**Given exercise 1:** Translate this sentence from the text on Presbyterian church government into Spanish: "It is only the first step that can be successfully resisted, for if that is granted the whole principle is conceded."
**Given exercise 2:** Go on with the text on Presbyterian church government from its final sentence.

Another conclusion to which these principles necessarily lead is, that the church session must be invested with the power of ordaining ministers of the gospel. If all presbyters have by divine right equal authority to ordain, and if the session is in fact a presbytery, who has a right to say they shall not exercise a power given them by Christ? It is clear that this is a right that cannot be denied to the session. This is a conclusion from which Presbyter and his friends, we presume, have no disposition to shrink. We see it asserted that no scholar has yet found a single case in the writings of the fathers of the first three centuries, in which the word presbytery is used to mean any thing else than the pastors and elders of a particular church; and hence if the ordinations of that period were presbyterial they were performed by a church session. We are told also that the parochial presbytery or church session of Antioch, deputed Paul and Barnabas on a great mission, “laid their hands upon them,” and that these apostles gave account of themselves when they returned. Now when we remember that Paul received his apostleship neither from men, nor by man; neither by human authority nor by human intervention, but by Jesus Christ; that he constantly denies he received either instruction or authority from the other apostles, and felt it to be so necessary to assert his full equality with those inspired messengers of Christ, that he refused to make any report to them, except privately, (Gal. ii. 2) lest he should appear as their deputy; when we consider all this, then we must admit, that if Paul was the missionary of the session of the church of Antioch, there is no presbyterial act to which a session is not competent.

It deserves, however, to be remarked that there does not appear to have been any ruling elders in the church session of Antioch. We read: “There were in the church that was at Antioch certain prophets and teachers, Barnabas” and four others, of whom one was the apostle Paul. “As they ministered to the Lord and fasted, the Holy Ghost said, separate me Barnabas and Saul, for the work whereunto I have called them. And when they had fasted and prayed and laid their hands on them, they sent them away.” If this was a church session, it was composed of ” prophets and teachers.”

Another consequence which has heretofore been drawn from the principles under consideration, and one which it will be found difficult to avoid, is that the parochial presbytery is the only one for which we have any scriptural warrant. This conclusion must be greatly confirmed if the fathers of the first three centuries knew nothing of any other presbytery than the pastor and elders of a particular church. Of course our synods, which are but larger presbyteries, are in the same predicament. But even if the existence of these bodies can, by any ingenuity of logic, be sustained, their composition must be entirely altered. For if all presbyters have by express scriptural warrant the same rights, then, on Presbyter’s principles, it cannot be allowed that all of one class and only a small portion of the other, should be allowed a seat in those bodies.

We believe, therefore, that it is undeniable that the principles on which Presbyter proceeds are subversive of our constitution. The measure now urged is the first step of a revolution; the beginning of the end. The abolition of the office of ruling elder; ordinations by church sessions; the abrogation of our presbyteries and synods, or, at least, their organization on an entirely different plan from that now adopted, we believe to be the logical consequences of this theory. It is only the first step that can be successfully resisted, for if that is granted the whole principle is conceded.

**Record excerpts:**
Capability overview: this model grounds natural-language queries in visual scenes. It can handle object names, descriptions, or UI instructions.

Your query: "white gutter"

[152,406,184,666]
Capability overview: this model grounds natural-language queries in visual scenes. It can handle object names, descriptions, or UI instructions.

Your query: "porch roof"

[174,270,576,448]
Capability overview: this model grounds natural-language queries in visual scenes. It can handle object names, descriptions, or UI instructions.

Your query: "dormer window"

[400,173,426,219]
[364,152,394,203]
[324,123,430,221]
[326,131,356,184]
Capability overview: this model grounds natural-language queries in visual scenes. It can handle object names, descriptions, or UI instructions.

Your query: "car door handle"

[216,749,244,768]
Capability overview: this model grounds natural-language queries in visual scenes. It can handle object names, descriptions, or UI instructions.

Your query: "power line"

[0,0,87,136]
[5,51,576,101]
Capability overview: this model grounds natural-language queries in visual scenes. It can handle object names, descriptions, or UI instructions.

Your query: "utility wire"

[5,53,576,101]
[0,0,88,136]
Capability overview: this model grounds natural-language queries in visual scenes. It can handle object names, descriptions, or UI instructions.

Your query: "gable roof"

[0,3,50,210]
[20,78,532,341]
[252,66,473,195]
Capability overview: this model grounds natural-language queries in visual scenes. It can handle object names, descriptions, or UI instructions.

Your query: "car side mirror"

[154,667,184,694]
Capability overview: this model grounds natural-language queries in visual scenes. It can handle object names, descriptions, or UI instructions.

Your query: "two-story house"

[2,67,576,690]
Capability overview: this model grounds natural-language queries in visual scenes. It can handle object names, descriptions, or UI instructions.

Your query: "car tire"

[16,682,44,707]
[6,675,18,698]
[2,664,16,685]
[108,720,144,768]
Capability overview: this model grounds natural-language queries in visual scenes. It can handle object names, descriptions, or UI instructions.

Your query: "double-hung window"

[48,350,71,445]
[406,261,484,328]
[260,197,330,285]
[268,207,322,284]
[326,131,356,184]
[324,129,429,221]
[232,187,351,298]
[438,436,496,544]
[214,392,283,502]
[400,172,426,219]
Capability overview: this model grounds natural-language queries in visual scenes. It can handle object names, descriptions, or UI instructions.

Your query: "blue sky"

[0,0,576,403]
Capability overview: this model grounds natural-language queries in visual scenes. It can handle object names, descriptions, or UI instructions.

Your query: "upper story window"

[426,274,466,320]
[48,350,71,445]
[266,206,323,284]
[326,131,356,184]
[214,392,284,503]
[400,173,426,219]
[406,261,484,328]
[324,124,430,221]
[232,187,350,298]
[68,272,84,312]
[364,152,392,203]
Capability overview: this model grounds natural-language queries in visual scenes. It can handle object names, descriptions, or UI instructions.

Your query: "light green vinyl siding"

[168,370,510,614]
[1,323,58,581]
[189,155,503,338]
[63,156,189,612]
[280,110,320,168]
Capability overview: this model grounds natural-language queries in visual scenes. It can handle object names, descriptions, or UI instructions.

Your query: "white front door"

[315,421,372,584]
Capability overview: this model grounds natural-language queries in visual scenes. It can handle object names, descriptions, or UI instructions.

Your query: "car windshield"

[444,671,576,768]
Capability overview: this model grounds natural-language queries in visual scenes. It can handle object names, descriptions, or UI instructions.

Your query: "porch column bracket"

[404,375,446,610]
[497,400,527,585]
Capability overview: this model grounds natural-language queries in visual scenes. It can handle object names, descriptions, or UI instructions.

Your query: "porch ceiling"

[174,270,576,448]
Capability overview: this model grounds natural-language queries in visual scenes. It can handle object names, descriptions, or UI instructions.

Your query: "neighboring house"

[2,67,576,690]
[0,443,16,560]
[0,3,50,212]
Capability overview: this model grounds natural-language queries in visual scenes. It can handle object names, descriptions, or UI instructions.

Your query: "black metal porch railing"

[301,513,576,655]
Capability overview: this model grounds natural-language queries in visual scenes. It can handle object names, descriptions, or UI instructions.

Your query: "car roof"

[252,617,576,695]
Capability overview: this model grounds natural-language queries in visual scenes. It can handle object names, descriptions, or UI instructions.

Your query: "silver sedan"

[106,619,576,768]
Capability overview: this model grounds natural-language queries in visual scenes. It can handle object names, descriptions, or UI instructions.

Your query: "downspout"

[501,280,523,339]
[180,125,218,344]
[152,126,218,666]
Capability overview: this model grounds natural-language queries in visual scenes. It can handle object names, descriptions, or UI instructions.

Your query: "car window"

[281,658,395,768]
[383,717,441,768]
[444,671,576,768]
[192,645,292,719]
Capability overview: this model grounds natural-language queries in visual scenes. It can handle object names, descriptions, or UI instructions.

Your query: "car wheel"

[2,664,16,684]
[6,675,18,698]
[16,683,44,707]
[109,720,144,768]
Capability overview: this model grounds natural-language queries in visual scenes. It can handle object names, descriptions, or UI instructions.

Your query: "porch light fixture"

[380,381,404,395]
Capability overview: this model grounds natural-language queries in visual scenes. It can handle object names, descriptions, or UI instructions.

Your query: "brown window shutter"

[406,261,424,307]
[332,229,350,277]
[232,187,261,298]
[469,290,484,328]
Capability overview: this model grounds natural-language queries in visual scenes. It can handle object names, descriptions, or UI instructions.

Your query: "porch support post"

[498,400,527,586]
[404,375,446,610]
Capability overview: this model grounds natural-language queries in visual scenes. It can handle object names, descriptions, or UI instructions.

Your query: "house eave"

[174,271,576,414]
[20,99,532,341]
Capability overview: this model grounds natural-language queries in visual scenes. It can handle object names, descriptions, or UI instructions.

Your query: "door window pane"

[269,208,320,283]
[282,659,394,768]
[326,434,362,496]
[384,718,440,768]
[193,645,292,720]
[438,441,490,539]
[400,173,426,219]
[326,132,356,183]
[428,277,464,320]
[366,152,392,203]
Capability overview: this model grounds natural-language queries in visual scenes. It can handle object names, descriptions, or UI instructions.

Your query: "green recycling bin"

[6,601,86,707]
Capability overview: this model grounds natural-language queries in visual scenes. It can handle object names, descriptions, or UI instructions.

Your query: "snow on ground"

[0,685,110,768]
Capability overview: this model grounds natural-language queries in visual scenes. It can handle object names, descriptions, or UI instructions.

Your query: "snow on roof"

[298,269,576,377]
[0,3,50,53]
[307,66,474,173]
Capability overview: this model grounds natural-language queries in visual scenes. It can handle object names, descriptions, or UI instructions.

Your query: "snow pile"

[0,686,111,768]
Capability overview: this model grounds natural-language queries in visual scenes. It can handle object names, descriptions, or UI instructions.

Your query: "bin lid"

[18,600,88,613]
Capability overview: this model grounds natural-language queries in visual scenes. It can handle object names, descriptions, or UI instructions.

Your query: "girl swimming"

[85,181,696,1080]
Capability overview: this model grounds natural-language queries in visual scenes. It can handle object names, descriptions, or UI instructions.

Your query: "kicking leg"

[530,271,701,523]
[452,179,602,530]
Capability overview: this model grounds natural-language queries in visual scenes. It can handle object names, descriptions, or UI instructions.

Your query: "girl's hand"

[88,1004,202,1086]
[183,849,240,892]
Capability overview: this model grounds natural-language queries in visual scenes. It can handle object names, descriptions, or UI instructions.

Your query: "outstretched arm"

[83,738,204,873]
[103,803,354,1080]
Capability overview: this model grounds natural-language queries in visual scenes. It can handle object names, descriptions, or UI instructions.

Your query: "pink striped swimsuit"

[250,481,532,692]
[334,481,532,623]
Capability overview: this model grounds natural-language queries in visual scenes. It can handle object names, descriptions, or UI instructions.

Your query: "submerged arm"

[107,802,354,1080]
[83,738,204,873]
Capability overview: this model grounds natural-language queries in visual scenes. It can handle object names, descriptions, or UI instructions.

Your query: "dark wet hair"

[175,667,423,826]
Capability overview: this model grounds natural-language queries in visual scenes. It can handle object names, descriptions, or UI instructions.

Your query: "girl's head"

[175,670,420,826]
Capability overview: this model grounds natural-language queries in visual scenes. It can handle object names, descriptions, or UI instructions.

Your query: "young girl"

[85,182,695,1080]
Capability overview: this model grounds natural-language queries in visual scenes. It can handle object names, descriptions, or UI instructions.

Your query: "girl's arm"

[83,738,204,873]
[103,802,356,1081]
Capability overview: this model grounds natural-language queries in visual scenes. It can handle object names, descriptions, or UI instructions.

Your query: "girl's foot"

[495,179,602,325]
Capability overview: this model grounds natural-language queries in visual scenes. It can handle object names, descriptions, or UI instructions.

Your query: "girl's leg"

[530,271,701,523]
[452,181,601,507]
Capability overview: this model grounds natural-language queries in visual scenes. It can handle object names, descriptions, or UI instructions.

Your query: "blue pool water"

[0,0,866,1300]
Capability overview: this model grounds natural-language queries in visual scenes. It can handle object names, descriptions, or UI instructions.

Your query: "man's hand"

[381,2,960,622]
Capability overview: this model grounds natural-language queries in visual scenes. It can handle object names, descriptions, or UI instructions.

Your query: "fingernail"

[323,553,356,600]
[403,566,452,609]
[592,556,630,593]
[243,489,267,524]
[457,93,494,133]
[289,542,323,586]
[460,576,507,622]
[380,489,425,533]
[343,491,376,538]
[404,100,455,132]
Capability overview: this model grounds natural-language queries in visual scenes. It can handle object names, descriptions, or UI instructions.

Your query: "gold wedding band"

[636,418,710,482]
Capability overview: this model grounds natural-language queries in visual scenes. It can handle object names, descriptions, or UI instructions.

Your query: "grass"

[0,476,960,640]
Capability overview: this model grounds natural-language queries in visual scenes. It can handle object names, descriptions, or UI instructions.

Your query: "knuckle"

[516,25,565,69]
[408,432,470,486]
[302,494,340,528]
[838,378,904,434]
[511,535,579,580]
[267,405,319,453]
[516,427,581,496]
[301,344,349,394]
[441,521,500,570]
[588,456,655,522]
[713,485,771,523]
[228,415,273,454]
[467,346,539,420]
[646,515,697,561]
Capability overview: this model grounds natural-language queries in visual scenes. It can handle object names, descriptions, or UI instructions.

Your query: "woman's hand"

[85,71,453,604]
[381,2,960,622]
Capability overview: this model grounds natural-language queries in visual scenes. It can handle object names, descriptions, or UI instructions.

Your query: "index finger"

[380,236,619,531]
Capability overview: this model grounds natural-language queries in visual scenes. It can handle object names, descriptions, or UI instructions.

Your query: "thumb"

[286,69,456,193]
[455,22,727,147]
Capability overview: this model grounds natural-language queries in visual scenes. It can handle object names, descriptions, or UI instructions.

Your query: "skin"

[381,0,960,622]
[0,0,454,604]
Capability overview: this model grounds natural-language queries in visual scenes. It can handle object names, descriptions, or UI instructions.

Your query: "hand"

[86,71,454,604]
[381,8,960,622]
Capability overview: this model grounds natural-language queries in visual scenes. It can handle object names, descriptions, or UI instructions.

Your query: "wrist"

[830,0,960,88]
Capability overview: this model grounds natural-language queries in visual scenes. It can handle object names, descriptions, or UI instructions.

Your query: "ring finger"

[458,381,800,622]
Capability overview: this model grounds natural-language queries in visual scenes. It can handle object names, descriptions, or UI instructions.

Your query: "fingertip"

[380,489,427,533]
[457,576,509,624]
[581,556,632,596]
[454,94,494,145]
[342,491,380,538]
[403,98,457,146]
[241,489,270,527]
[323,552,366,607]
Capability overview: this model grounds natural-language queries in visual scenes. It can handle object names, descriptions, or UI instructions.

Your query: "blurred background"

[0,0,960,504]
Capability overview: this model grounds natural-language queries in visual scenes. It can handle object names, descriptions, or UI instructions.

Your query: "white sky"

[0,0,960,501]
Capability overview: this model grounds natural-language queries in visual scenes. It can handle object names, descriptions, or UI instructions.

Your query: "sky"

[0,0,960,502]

**Written reply 1:** Solo el primer paso puede resistirse con éxito, pues si se concede, queda admitido todo el principio.

**Written reply 2:**
We wish to have it remembered that it is neither the one nor the other of the two leading principles of Presbyter, taken separately, that we regard as of such serious consequence. It is the union of the two; the assertion that we are bound by allegiance to our Lord, to adhere exactly to the usage of the apostolic churches; and in connection with this the assertion that all presbyters have the same ordination and the same presbyterial powers. The unavoidable conclusion from this latter position, is that all presbyters had in the apostolic churches the same office. The question whether in the beginning the difference between the two classes of presbyters was official or simply de facto; whether the preaching elder was ordained to one office, and the ruling elder to another; or whether both received the same ordination and performed different duties of the same office, according to their several gifts or talents, is a question we have not discussed. It is one, moreover, which our constitution has intentionally left undecided, and is in our view, of very subordinate importance. But if taken in connection with the principle that we are bound to adhere exactly to the apostolic model, it becomes a vital question, and if decided as it must be on the ground assumed by Presbyter, it must subvert our whole system. For if he first binds us to exact conformity, and then leads us to the conclusion that all the early presbyters had the same office, it follows of course that all our presbyters must have the same office, the same qualifications, the same right to preach and administer the sacraments. If these rights inhere in their office they cannot be taken away. Nor does the authority to exercise them depend upon the election of the people. A man ordained to the office of the gospel ministry, may go where he will, (so he violates no right of others) and act as such. We can oil these principles have no ruling elders such as we now have; and all our courts, from the session to the General Assembly, must be composed of ministers; if presbyters hold the same office and are equally entitled to preach as well as rule.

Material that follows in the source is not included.